(GIVEN INFORMATION):
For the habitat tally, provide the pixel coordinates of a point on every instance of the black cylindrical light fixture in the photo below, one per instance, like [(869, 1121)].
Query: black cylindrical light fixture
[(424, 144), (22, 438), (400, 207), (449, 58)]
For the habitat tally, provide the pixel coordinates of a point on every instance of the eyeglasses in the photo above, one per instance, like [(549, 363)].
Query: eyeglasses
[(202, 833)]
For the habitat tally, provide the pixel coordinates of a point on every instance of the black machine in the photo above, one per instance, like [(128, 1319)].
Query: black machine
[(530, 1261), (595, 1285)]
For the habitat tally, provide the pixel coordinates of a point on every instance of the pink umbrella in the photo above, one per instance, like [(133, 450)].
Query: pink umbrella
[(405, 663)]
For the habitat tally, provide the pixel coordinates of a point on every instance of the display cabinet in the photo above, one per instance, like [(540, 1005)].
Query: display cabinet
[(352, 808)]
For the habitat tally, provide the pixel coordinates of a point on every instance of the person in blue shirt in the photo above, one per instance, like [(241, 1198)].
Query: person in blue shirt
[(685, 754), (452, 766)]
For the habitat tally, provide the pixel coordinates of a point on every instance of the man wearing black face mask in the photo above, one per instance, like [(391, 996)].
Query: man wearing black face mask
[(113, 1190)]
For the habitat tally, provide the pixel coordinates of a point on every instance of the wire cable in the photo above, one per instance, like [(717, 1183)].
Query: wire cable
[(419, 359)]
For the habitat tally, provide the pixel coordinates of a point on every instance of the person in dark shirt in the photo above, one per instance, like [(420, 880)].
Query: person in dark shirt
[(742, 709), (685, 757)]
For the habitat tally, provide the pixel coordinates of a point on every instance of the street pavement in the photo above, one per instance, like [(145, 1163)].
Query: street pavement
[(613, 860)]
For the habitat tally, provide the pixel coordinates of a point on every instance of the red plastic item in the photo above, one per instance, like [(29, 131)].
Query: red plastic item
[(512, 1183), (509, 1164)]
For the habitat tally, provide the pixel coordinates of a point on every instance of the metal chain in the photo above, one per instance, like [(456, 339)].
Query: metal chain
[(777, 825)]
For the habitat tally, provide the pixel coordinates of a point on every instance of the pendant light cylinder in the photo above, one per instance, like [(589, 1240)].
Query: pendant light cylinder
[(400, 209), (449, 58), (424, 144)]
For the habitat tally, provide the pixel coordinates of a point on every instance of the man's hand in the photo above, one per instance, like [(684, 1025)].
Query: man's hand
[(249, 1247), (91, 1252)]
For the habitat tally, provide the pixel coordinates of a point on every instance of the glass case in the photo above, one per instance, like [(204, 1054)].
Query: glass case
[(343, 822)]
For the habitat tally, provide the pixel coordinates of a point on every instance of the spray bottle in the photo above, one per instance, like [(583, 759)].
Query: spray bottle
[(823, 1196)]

(WHAT IS NEEDED):
Repeat the material from above exactly, word for word.

(RESPONSE):
For the habitat tally, provide the pixel coordinates of a point on every instance of the black cylindrical light fixture in the photo below, one per instance, like [(869, 1121)].
Query: black cylindrical light fixture
[(424, 144), (22, 438), (400, 207), (449, 58)]
For the habitat tally, provide the pixel coordinates of a point on every instance of the eyeglasses in the photo above, one per instance, like [(549, 363)].
Query: eyeglasses
[(202, 833)]
For the habitat tally, provide the pixel coordinates of a point on every instance of the black machine in the photo above, one per instance, like [(128, 1319)].
Query: black machine
[(530, 1261), (595, 1285)]
For the habitat tally, provide the pixel coordinates of a point on every instance of the pink umbrella in the photo above, one per instance, like [(133, 450)].
Query: pink umbrella
[(405, 663)]
For the habitat tally, provide the pixel coordinates of a point on every instance of the display cabinet in the photo above, one per instance, like [(540, 1005)].
Query: display cabinet
[(352, 808)]
For the habitat tally, provide the pixel coordinates of a point on every instance of the person in blue shirt in the photo above, one per instance, like [(241, 1198)].
Query: person in blue shirt
[(685, 754), (452, 766)]
For the habitat tally, provide the pixel coordinates of a point on every instance of the man wearing black face mask in the photo above, one per instance, like [(391, 996)].
Query: man wearing black face mask
[(113, 1190)]
For the habitat tally, provide the pixel coordinates of a point on every instance of the wire cable in the photo above, one per instance, like [(717, 1183)].
Query: wire cable
[(419, 359)]
For the habitat tally, provide the pixel coordinates of a point on every instance of the person in dark shirt in the photo above, one per instance, like [(420, 880)].
Query: person in dark shirt
[(742, 709), (685, 757)]
For the habitat tally, provide the pixel coordinates of a point on every instance of the street pavement in the photo above, one per instance, like [(145, 1163)].
Query: street pavement
[(613, 860)]
For the habitat tally, provide the pixel coordinates of a point on every instance of the red plastic item in the photo above, one per instance, like [(29, 131)].
Query: red plastic item
[(512, 1183), (509, 1164)]
For the habitat tally, provide the pixel coordinates of a point on every instance of the metal chain in the photo above, one per instance, like [(456, 339)].
Query: metal chain
[(777, 825)]
For the habitat tally, provide the pixel coordinates of a point on every instance of the pendant light cylinder in the photo above, one per instance, like [(589, 1240)].
Query: pendant light cylinder
[(400, 209), (449, 58), (424, 144)]
For the habitat tally, provide the pixel coordinates of a point on every instance of the man's hand in the photo above, one per instance, like [(684, 1025)].
Query: man's hand
[(249, 1247), (91, 1252)]
For the habitat tally, provide the pixel coordinates of a point on every instance of the glass case in the photo above, one per instance, like [(204, 1054)].
Query: glass case
[(343, 822)]
For the habitat tally, provide the pixel coordinates of a point on every instance of the spray bottle in the photo above, one per instance, like [(583, 759)].
Query: spray bottle
[(823, 1196)]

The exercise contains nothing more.